> _やること 1_: 新人のフルリモート勤務についての記事から、「フルリモートで「キャリアが死ぬ」は本当か」を含む言葉で始まり「死ぬ」理由は主に以下である。」で終わる部分を、一字も変えずに書き写してください。
> _やること 2_: 新人のフルリモート勤務についての記事を、最後の文の後から書き足してください。

> _本文_:
--- --- ---
ここがヘンだよ、ニッポン企業 第11回

新人をフルリモートで放置する会社は近い将来「ブラック企業」と呼ばれてしまうワケ

新入社員をフルリモートで放置すると、長期的に見て「キャリアが死ぬ」――。そんなツイートが先日話題になった。実際の原因はどこにあるのか、「健康経営」の観点も踏まえ、フルリモートの是非を考える。

先日、会社員でありながら作家・小説家としても活動して、転職本もいくつか出している安斎響市氏のこんなSNS投稿が大きな反響を呼んだ。
 

フルリモートって、自分一人で仕事を組み立てられる中堅以上の社員には最高の環境だけど、新卒1年目の最初から毎日在宅勤務で放置されたら、単なる「楽してお金貰える環境」でしかなくて長期的にキャリア死ぬと思う。弊社20卒は3年間のフルリモートにより、早期離職と病気休職でほとんど全滅しました(2023年3月3日のツイート)


>実際のツイートを見る
 

フルリモートで「キャリアが死ぬ」は本当か

これには実際に新人教育をしている立場の人々や、新卒入社からリモートワークをしていた人々から、「すごく分かる、リモートとそうでない時の成長率が違う」「今の自分がまさしくそれ」など共感の声が多く寄せられていた。そこで挙がっていた「キャリアが死ぬ」理由は主に以下である。
--- --- ---
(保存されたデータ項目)

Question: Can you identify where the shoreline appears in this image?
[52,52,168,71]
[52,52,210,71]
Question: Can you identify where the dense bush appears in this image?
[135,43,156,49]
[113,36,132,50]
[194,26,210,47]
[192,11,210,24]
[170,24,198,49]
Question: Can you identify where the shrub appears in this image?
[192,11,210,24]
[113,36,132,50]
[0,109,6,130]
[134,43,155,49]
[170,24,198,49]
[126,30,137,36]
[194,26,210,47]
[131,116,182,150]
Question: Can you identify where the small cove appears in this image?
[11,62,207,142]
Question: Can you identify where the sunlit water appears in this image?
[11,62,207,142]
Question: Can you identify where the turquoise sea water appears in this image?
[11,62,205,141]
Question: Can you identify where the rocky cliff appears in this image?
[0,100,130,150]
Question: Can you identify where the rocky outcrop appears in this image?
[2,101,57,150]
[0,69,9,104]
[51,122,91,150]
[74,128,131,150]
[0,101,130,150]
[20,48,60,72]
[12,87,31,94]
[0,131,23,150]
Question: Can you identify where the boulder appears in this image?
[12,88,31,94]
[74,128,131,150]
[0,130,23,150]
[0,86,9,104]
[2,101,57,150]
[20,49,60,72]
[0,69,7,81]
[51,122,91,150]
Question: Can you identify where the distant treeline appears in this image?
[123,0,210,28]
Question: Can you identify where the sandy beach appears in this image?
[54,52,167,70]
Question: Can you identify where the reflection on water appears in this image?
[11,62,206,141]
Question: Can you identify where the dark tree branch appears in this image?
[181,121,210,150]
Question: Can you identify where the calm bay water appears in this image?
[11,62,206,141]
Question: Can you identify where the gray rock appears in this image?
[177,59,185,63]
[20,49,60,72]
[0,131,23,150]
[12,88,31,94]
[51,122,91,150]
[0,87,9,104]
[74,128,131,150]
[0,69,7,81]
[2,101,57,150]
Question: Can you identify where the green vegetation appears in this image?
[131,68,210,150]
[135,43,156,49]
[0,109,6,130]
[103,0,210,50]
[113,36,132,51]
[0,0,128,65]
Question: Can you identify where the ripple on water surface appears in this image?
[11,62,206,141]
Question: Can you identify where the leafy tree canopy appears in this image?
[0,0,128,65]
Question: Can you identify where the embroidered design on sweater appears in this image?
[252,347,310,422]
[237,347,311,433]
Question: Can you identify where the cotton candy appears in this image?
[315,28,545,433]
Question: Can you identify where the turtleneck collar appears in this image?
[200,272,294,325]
--- --- ---
> _回答 1_:
フルリモートで「キャリアが死ぬ」は本当か

これには実際に新人教育をしている立場の人々や、新卒入社からリモートワークをしていた人々から、「すごく分かる、リモートとそうでない時の成長率が違う」「今の自分がまさしくそれ」など共感の声が多く寄せられていた。そこで挙がっていた「キャリアが死ぬ」理由は主に以下である。

> _回答 2_:
 

・先輩から手取り足取り仕事を教えてもらえない
・人間関係が構築できない
・自主性が育たない
・1年目からラクを覚えてしまうので、仕事に対して甘えが生まれる
 

これには、大きくうなずくビジネスパーソンも多いだろう。新型コロナウイルス禍になってからの約3年、業種によっては、仕事の絡みがない新卒社員とリアルで会ったのは数えるほど、なんて話は決して珍しくない。そのまま辞めてしまった場合など、同じ部署にいながらもリモート以外はロクにコミュニケーションを取らず、気が付いたらいなくなっていたなんてケースもあるだろう。
 

そのような意味では、フルリモートによって「新人のキャリアが死ぬ」に多くの人が共感を抱くのは当然だろう。